- _EXERCISE DIRECTIONS_:
Rewrite the data below, swapping every "innermost point" for "central point" and leaving everything else untouched.

- _EXERCISE INPUTS_:
--------------------------------------------------
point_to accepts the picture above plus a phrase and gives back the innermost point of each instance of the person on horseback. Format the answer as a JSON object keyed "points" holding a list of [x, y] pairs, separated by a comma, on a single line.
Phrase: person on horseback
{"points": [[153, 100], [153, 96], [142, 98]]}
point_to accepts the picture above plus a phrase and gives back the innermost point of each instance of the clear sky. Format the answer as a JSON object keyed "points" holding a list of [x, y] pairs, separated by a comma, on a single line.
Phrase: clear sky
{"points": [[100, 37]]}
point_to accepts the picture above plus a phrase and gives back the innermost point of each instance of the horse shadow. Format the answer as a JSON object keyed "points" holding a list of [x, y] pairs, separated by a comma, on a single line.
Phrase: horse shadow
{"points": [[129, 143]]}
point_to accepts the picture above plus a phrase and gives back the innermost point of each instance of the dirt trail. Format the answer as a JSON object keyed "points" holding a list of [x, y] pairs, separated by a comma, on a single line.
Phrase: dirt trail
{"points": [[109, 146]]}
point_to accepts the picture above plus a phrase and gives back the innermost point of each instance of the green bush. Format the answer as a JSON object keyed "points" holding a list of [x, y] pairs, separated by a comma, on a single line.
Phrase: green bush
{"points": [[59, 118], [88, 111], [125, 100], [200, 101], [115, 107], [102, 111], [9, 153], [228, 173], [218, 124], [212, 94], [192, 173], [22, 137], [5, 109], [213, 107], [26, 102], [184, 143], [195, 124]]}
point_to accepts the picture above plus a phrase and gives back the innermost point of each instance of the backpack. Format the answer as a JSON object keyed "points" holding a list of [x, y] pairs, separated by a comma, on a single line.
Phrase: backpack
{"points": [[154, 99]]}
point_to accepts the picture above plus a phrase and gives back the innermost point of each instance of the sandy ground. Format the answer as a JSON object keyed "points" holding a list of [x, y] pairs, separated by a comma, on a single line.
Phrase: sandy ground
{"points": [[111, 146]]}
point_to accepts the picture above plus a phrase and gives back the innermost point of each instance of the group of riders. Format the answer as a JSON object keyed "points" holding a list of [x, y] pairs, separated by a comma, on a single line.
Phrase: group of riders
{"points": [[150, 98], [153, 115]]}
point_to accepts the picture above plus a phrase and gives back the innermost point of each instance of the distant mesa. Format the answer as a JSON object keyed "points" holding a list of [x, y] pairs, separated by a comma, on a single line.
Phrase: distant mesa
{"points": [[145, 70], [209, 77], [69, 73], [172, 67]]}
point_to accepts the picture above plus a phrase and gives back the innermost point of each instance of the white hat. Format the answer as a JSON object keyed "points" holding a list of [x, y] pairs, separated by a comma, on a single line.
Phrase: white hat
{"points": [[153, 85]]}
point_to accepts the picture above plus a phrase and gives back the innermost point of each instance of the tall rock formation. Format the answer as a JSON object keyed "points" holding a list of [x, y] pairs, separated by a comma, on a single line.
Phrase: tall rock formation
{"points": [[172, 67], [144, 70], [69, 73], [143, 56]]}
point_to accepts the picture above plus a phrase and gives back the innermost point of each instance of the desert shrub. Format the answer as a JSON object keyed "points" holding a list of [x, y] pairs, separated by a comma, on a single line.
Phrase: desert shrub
--------------------------------------------------
- _REPLY TO THE EXERCISE_:
point_to accepts the picture above plus a phrase and gives back the central point of each instance of the person on horseback. Format the answer as a JSON object keyed "points" holding a list of [x, y] pairs, separated by a comma, on a single line.
Phrase: person on horseback
{"points": [[153, 100], [153, 96], [142, 98]]}
point_to accepts the picture above plus a phrase and gives back the central point of each instance of the clear sky. Format the answer as a JSON object keyed "points" holding a list of [x, y] pairs, separated by a comma, on a single line.
Phrase: clear sky
{"points": [[100, 37]]}
point_to accepts the picture above plus a phrase and gives back the central point of each instance of the horse shadow. Format the answer as a JSON object keyed "points" holding a list of [x, y] pairs, separated by a comma, on a single line.
Phrase: horse shadow
{"points": [[129, 143]]}
point_to accepts the picture above plus a phrase and gives back the central point of each instance of the dirt trail. Format the answer as a JSON object keyed "points" holding a list of [x, y] pairs, separated by a comma, on a single line.
Phrase: dirt trail
{"points": [[109, 146]]}
point_to accepts the picture above plus a phrase and gives back the central point of each instance of the green bush. Format the answer as a JSON object keyed "points" holding a list of [x, y] pairs, separated by a comma, on a single line.
Phrase: green bush
{"points": [[59, 118], [88, 111], [125, 100], [200, 101], [115, 107], [102, 111], [9, 153], [228, 173], [218, 124], [212, 94], [192, 173], [22, 137], [5, 109], [213, 107], [26, 102], [184, 143], [195, 124]]}
point_to accepts the picture above plus a phrase and gives back the central point of each instance of the backpack. Format the answer as a JSON object keyed "points" holding a list of [x, y] pairs, separated by a comma, on a single line.
Phrase: backpack
{"points": [[154, 99]]}
point_to accepts the picture above plus a phrase and gives back the central point of each instance of the sandy ground. Format the answer as a JSON object keyed "points" holding a list of [x, y] pairs, separated by a comma, on a single line.
Phrase: sandy ground
{"points": [[111, 146]]}
point_to accepts the picture above plus a phrase and gives back the central point of each instance of the group of riders. Format the answer as a JSON object keyed "points" holding a list of [x, y] pairs, separated by a comma, on a single line.
Phrase: group of riders
{"points": [[150, 98], [153, 115]]}
point_to accepts the picture above plus a phrase and gives back the central point of each instance of the distant mesa. Format the answer as a JSON object keyed "points" holding a list of [x, y] pairs, separated by a comma, on a single line.
Phrase: distant mesa
{"points": [[145, 70], [209, 77], [69, 73], [172, 67]]}
point_to accepts the picture above plus a phrase and gives back the central point of each instance of the white hat. Format the answer as a JSON object keyed "points" holding a list of [x, y] pairs, separated by a comma, on a single line.
Phrase: white hat
{"points": [[153, 85]]}
point_to accepts the picture above plus a phrase and gives back the central point of each instance of the tall rock formation. Format the answer as a JSON object keyed "points" holding a list of [x, y] pairs, separated by a comma, on a single line.
Phrase: tall rock formation
{"points": [[172, 67], [144, 70], [69, 73], [143, 56]]}
point_to accepts the picture above plus a phrase and gives back the central point of each instance of the desert shrub. Format the answer as a JSON object keyed "points" holding a list of [x, y] pairs, separated by a comma, on a single line.
Phrase: desert shrub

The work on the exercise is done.